▸ **Assignment 1**:
In the news report on the Cumhuriyet trial, how many days had the seven staff members freed on July 28 been held?
▸ **Assignment 2**:
Render this sentence from the news report on the Cumhuriyet trial in Spanish: "Prominent commentator Kadri Gursel was defiant when he took the stand, claiming he was on trial because of his "journalistic activities"."
▸ **Assignment 3**:
Reproduce the news report on the Cumhuriyet trial word for word from "For government critics, the" to "the books supplement.".

▸ **Extract to read**:
* * * * * * *
Turkey opposition paper staff resume trial on ‘terror’ charges
ISTANBUL - The controversial trial of staff from Turkey's main opposition newspaper resumed on Monday in a case seen as a test for press freedom under President Recep Tayyip Erdogan.
The case, which opened in Istanbul in July, involves 17 current and former writers, cartoonists and executives from Cumhuriyet ("Republic") who are being tried on "terror" charges in a move denounced by supporters as absurd.
For government critics, the case is emblematic of the erosion of freedom following last year's failed coup when Ankara launched a massive crackdown targeting those with alleged links to the putschists as well as opponents.
Prominent commentator Kadri Gursel was defiant when he took the stand, claiming he was on trial because of his "journalistic activities".
"Whatever the verdict, I have an untroubled conscience. And if there is even a little bit of justice left in this period where justice has been trampled upon, I know I will be acquitted," he said.
On July 28, an Istanbul court freed seven of the newspaper's staff after 271 days, including respected cartoonist Musa Kart and Turhan Gunay, editor of the books supplement.
* * * * * * *
(Collected data entries)
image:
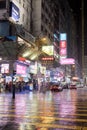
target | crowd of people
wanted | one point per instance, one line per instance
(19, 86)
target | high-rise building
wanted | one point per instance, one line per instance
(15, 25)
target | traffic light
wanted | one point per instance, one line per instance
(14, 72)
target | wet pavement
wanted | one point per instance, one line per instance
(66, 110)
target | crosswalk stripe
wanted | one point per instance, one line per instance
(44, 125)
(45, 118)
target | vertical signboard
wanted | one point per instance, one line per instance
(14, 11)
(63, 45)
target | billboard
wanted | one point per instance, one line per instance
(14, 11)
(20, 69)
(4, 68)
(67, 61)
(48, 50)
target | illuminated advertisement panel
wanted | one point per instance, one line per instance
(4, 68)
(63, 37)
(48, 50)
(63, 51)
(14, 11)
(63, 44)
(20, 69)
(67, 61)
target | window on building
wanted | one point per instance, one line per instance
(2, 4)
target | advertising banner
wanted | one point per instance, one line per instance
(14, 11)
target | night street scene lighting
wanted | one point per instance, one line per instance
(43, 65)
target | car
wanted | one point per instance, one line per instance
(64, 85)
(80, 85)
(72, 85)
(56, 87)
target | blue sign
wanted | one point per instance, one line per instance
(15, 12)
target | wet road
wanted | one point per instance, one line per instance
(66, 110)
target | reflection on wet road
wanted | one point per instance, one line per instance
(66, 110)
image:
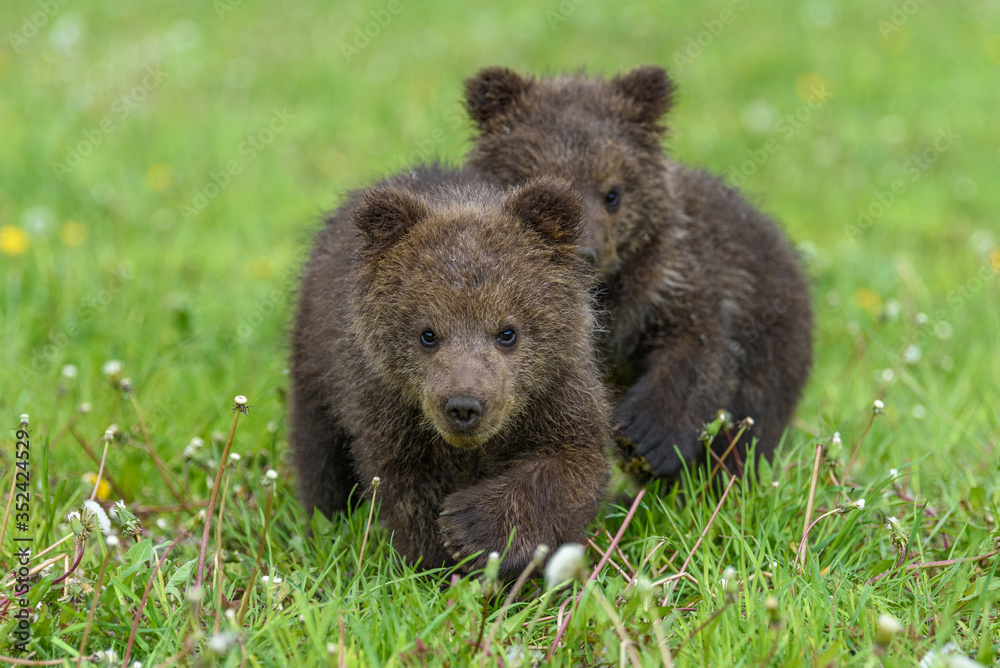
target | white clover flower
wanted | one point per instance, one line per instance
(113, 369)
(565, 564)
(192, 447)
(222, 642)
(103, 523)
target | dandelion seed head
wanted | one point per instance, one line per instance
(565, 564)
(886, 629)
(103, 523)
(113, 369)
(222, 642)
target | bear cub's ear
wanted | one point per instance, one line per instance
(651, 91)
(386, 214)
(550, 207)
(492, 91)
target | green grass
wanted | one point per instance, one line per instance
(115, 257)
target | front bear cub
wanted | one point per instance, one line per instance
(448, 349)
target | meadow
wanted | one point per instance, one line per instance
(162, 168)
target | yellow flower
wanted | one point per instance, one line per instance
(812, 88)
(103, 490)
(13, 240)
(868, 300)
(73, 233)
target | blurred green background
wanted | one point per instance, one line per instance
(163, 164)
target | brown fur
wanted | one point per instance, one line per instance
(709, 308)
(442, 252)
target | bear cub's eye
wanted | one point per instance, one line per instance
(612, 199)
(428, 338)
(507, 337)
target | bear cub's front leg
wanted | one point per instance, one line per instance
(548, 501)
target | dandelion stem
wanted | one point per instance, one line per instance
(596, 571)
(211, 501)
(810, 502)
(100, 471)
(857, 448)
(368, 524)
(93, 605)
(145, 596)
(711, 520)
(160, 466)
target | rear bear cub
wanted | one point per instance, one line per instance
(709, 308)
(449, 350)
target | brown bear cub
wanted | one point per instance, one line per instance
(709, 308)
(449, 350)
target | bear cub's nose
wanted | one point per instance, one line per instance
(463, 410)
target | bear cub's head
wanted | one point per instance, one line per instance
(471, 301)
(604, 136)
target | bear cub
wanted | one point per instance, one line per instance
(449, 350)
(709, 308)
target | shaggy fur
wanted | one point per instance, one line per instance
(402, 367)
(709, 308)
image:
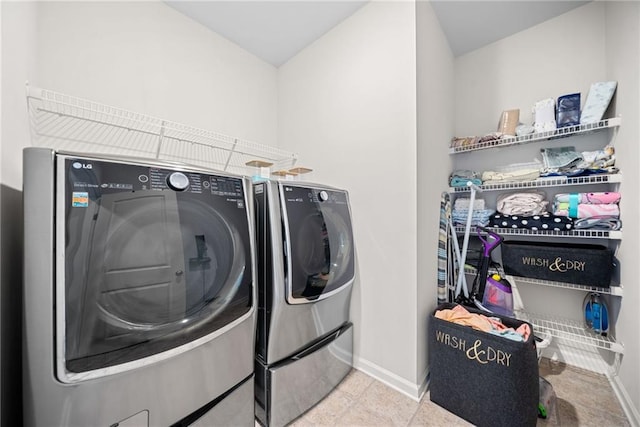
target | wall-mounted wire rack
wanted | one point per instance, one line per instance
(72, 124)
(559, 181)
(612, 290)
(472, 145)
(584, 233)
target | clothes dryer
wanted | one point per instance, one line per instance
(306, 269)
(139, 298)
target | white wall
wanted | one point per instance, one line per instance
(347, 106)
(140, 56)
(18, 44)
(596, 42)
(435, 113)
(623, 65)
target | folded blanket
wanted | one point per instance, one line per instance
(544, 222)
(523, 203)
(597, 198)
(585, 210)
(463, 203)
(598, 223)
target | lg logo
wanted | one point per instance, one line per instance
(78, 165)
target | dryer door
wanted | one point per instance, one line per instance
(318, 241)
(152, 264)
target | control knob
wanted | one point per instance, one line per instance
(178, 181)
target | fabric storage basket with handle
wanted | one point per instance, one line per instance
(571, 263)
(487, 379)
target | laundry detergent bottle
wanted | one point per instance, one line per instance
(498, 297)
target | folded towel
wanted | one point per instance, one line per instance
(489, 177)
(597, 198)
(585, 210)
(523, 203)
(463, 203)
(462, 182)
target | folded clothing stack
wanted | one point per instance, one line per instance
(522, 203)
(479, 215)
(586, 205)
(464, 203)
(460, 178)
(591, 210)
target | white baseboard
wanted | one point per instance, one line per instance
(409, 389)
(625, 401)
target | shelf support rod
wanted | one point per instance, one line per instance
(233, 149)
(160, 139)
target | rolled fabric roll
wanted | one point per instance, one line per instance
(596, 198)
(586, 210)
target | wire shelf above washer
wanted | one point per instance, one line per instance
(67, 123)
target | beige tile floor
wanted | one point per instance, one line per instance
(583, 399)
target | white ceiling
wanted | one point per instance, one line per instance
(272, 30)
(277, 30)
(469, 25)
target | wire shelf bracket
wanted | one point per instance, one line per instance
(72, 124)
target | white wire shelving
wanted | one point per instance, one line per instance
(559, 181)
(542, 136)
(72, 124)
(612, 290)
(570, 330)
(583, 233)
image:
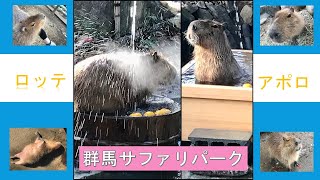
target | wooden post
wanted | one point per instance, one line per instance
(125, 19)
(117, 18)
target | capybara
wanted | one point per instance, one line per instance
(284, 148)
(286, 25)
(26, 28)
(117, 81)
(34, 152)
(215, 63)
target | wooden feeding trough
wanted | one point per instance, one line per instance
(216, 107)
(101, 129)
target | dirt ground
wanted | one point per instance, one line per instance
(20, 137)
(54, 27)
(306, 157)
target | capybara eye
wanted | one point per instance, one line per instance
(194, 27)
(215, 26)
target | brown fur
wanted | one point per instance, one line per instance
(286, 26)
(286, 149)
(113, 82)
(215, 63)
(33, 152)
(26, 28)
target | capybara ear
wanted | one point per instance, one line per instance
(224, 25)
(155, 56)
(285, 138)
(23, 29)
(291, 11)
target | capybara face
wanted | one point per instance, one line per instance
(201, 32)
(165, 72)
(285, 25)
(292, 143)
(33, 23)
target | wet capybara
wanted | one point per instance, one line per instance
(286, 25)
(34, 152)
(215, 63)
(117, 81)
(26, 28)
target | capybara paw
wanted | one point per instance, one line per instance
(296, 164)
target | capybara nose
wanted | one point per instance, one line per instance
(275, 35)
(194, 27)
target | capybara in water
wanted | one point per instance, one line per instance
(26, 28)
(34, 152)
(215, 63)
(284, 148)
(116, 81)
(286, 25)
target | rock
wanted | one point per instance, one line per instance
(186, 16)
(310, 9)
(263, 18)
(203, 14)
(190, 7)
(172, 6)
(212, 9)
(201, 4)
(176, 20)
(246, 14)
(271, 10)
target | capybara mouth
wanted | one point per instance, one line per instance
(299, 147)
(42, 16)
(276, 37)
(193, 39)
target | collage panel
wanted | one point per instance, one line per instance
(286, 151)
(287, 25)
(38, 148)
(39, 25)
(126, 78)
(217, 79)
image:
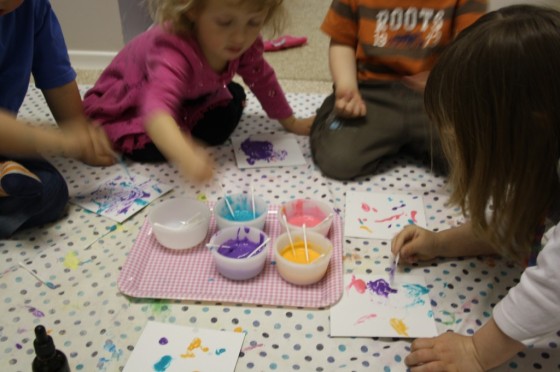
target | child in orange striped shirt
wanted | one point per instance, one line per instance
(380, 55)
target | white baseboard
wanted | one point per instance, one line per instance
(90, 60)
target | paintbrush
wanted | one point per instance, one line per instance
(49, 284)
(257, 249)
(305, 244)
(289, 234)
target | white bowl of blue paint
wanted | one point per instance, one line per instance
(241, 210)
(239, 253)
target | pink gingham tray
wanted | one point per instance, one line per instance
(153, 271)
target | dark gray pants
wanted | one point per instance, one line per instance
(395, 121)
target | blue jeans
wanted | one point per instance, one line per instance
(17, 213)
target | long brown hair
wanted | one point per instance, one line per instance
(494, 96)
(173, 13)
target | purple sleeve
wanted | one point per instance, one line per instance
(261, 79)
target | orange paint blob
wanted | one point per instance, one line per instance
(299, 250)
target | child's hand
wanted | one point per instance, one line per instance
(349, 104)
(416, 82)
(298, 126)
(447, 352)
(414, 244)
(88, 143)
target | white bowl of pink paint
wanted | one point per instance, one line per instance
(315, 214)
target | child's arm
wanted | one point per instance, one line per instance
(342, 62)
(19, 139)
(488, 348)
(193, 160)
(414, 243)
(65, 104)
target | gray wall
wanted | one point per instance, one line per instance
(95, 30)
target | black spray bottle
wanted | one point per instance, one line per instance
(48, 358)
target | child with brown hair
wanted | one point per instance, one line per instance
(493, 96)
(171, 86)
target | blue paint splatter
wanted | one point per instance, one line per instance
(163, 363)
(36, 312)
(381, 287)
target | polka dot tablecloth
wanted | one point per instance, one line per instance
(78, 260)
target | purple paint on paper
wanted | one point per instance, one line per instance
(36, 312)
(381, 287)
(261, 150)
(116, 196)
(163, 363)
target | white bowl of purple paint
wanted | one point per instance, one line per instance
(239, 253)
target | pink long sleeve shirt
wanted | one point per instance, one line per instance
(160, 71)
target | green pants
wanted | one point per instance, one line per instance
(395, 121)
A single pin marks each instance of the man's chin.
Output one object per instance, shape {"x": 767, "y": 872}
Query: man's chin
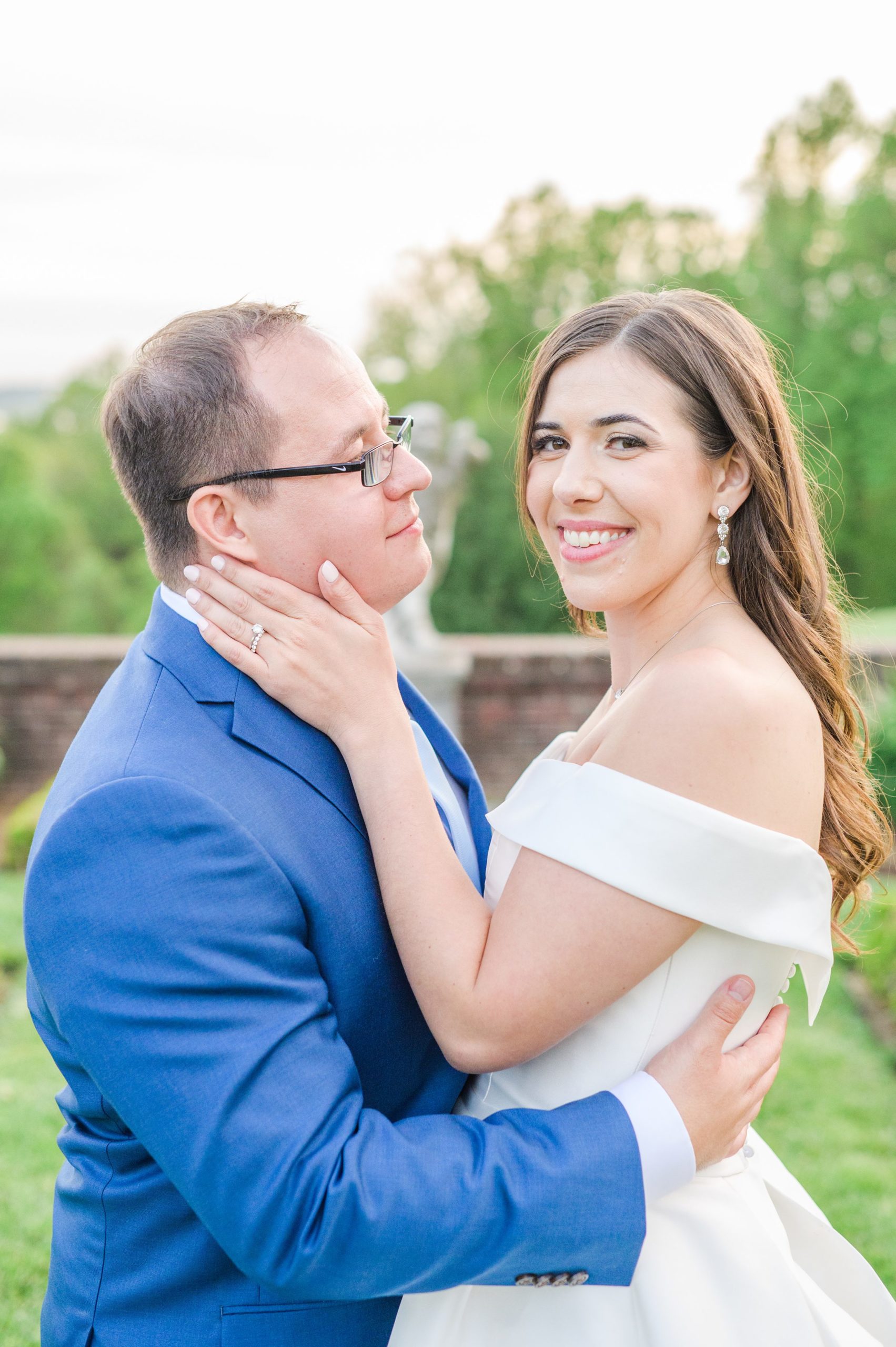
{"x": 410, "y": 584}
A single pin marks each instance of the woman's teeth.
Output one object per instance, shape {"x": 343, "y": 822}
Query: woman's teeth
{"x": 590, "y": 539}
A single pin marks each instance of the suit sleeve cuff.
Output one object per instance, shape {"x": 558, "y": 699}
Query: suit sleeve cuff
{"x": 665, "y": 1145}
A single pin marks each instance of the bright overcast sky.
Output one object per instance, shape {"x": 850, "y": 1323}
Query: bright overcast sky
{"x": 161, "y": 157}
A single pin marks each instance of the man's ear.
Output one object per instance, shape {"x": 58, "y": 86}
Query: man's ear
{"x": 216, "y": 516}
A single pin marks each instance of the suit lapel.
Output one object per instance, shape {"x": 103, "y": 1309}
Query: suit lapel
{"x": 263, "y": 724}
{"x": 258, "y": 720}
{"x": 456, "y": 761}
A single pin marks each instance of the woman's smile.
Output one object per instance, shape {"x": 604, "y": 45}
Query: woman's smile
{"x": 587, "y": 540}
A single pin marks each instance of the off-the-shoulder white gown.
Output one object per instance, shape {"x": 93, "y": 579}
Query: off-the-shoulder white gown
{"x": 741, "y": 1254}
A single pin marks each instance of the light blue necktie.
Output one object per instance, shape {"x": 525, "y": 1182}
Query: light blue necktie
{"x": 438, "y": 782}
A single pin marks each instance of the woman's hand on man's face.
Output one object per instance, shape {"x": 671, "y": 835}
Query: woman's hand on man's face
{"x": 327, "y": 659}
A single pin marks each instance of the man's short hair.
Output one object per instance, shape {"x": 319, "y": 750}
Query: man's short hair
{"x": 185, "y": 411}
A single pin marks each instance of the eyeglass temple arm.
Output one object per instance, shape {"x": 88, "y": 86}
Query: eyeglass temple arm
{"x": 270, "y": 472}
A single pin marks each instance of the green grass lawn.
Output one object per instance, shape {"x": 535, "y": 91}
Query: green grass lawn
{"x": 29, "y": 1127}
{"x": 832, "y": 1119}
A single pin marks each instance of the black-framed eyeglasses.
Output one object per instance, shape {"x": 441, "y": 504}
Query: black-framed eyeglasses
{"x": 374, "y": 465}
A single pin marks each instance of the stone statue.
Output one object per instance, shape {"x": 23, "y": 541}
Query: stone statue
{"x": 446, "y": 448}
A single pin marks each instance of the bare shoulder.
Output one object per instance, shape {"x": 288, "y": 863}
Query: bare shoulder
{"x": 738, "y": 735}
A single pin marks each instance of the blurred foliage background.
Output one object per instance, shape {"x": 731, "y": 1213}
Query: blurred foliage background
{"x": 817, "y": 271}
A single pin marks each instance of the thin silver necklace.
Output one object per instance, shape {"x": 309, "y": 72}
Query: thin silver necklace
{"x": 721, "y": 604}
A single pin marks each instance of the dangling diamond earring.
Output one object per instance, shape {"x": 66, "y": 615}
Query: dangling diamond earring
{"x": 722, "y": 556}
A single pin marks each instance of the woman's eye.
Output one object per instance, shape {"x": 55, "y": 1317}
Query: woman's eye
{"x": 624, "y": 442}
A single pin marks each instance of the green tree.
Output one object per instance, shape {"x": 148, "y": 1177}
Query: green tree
* * * * * * *
▸ **Exercise answer 1**:
271 days

▸ **Exercise answer 2**:
El destacado comentarista Kadri Gursel se mostró desafiante cuando subió al estrado y afirmó que estaba siendo juzgado por sus «actividades periodísticas».

▸ **Exercise answer 3**:
For government critics, the case is emblematic of the erosion of freedom following last year's failed coup when Ankara launched a massive crackdown targeting those with alleged links to the putschists as well as opponents.
Prominent commentator Kadri Gursel was defiant when he took the stand, claiming he was on trial because of his "journalistic activities".
"Whatever the verdict, I have an untroubled conscience. And if there is even a little bit of justice left in this period where justice has been trampled upon, I know I will be acquitted," he said.
On July 28, an Istanbul court freed seven of the newspaper's staff after 271 days, including respected cartoonist Musa Kart and Turhan Gunay, editor of the books supplement.